On the store page, I feature other commercial sites, and one of them is Art Quest. They call themselves "A listing service connecting art buyers and art sellers by email" and claim to feature 4000 works from $20 to $ 20 million. It is a database where you buy an entry for a time span. It is hard to say whether it is successful, but they sure have traffic.

November feature

They feature one artist every month, giving away a work of art ot the featured artist in a contest. Of course, the artist has to donate that work. There is a lengthy article with a personality story, some more images, and this feature story is kept on record so that it may even produce results in the future.

I applied for this feature, and was chosen for November. Right now we look for an appropriate work to give away. Maybe you have an idea. It is always hard to say which will attract most.

As it turned out, the featured artist can list as many works as s/he wants to with the database free of charge also. I sent them all pictures featured in Gallery Beck.

++++++

_Complete the following_
1. Answer the following from the Art Quest post:
(a) How many works does Art Quest claim to feature, and within what price range?
(b) For which month was the writer chosen as the featured artist?
(c) Which pictures did the writer send to Art Quest for listing?
2. In the Art Quest post, why is each month's feature story kept on record?
3. Do these statements agree with the Art Quest post? Answer yes or no for each, and quote the words that settle it.
(a) Art Quest describes itself as connecting art buyers and sellers by telephone.
(b) Art Quest features one artist every month.
(c) The featured artist must pay to list additional works in the database.

_Given information_
++++++

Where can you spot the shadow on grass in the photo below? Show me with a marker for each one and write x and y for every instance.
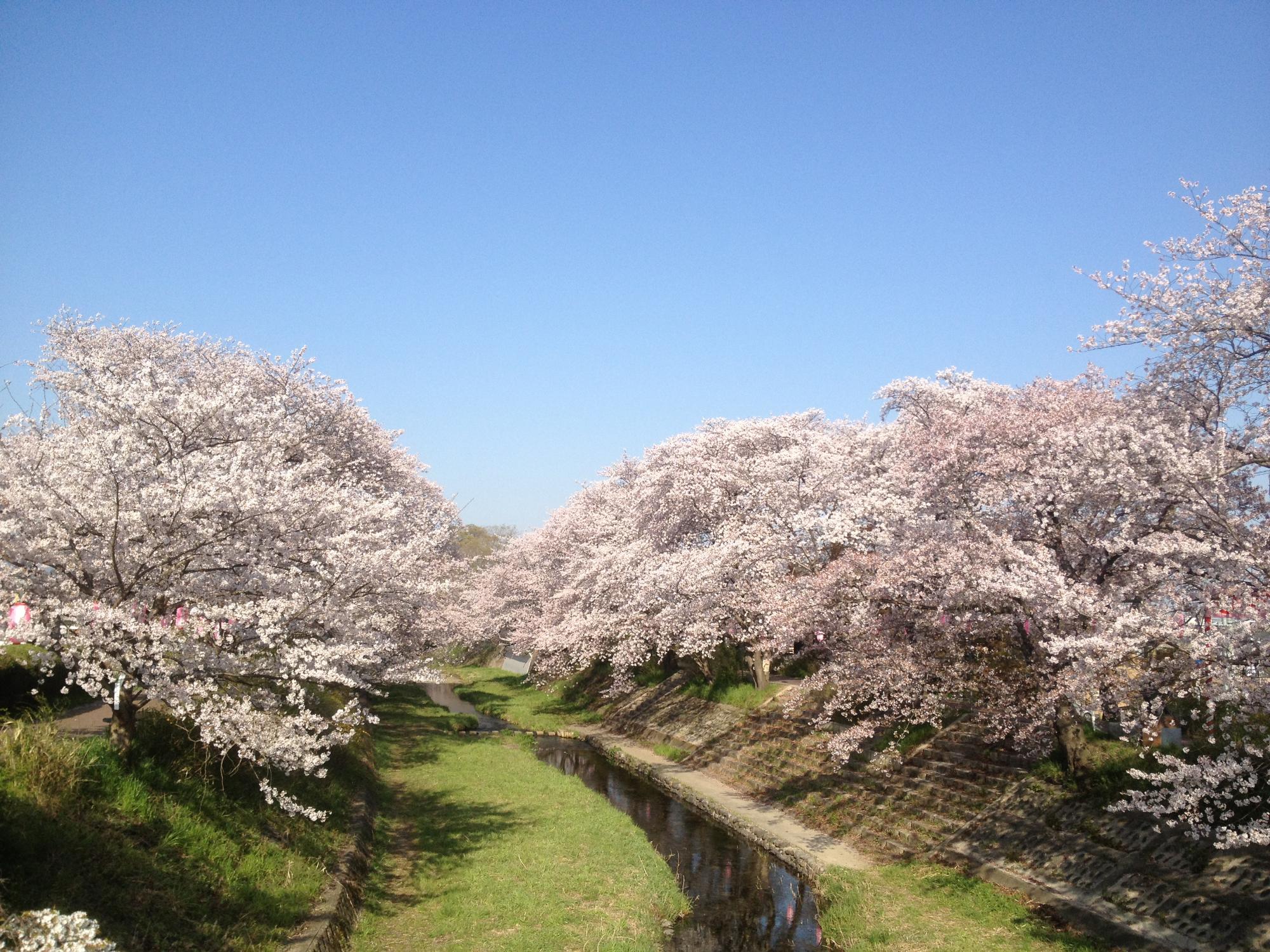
(134, 876)
(426, 832)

++++++

_Answers per task_
1.
(a) 4000 works, ranging from $20 to $20 million.
(b) November.
(c) All pictures featured in Gallery Beck.

2. The feature story is kept on record so that it may produce results in the future.

3.
(a) No: "A listing service connecting art buyers and art sellers by email"
(b) Yes: "They feature one artist every month"
(c) No: "the featured artist can list as many works as s/he wants to with the database free of charge also"